**What needs to be done:** Report each line of the data below that contains the word "groyne".

* * * * *

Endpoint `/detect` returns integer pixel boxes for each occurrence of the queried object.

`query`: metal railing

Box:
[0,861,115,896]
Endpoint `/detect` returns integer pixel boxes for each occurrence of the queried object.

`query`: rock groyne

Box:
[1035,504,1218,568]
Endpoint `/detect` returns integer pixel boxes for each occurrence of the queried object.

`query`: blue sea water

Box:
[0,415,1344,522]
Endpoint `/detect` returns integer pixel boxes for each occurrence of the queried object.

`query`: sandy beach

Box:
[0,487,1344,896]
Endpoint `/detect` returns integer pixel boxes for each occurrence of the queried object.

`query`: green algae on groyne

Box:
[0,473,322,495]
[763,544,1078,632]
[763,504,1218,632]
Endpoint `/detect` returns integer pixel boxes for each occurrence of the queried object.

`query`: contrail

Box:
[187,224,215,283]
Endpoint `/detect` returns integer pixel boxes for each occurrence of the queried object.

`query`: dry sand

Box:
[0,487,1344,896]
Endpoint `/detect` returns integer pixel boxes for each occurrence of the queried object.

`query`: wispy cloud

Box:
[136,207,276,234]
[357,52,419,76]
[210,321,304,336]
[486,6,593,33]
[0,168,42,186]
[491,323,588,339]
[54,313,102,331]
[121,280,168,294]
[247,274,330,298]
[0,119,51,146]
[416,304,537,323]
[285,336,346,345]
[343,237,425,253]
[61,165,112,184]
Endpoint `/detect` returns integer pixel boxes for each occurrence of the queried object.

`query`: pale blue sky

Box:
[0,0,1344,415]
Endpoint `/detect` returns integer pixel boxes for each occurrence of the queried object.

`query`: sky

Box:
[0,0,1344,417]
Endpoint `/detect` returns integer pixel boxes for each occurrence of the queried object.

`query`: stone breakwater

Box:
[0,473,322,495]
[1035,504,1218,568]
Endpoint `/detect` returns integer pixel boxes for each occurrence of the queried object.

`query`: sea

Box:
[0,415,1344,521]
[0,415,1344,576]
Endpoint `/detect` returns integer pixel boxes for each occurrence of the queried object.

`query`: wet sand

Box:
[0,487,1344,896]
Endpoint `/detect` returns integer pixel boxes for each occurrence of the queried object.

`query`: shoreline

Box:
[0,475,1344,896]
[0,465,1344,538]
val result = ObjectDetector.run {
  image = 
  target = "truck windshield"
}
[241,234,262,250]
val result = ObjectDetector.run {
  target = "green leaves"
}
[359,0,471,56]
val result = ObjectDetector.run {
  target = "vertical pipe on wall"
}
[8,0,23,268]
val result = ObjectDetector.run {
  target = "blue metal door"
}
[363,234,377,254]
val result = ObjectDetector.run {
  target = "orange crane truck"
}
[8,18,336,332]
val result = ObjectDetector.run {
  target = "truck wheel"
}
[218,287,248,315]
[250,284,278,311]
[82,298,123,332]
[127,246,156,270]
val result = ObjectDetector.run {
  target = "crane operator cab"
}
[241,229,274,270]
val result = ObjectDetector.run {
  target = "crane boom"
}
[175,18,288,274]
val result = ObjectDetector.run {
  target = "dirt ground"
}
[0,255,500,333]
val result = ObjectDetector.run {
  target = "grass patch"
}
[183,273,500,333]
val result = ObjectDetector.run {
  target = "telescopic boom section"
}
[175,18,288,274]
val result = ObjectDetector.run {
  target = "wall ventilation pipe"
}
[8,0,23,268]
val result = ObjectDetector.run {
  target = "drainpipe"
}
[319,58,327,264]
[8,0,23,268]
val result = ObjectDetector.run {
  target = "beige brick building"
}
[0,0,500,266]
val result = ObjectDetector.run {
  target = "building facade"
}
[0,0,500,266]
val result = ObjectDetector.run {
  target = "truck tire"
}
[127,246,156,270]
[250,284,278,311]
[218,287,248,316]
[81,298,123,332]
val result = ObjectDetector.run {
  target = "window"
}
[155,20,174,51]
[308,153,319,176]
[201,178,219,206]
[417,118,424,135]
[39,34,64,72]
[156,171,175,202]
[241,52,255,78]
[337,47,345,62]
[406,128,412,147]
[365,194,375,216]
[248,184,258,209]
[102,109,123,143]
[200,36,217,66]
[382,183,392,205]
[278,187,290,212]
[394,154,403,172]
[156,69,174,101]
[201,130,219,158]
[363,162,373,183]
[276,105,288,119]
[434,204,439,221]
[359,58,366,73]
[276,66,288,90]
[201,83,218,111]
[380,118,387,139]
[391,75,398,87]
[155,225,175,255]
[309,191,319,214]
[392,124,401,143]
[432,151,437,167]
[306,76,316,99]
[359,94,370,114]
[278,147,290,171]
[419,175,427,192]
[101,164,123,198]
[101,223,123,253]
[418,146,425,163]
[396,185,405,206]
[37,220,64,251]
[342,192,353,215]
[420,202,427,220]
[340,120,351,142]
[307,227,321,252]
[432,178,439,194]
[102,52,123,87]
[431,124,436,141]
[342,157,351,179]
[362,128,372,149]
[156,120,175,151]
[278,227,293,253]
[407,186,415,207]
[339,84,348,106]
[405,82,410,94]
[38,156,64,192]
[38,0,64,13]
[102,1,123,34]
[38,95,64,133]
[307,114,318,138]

* * * * *

**Finished answer:**
`query`: rock groyne
`query`: green algae on groyne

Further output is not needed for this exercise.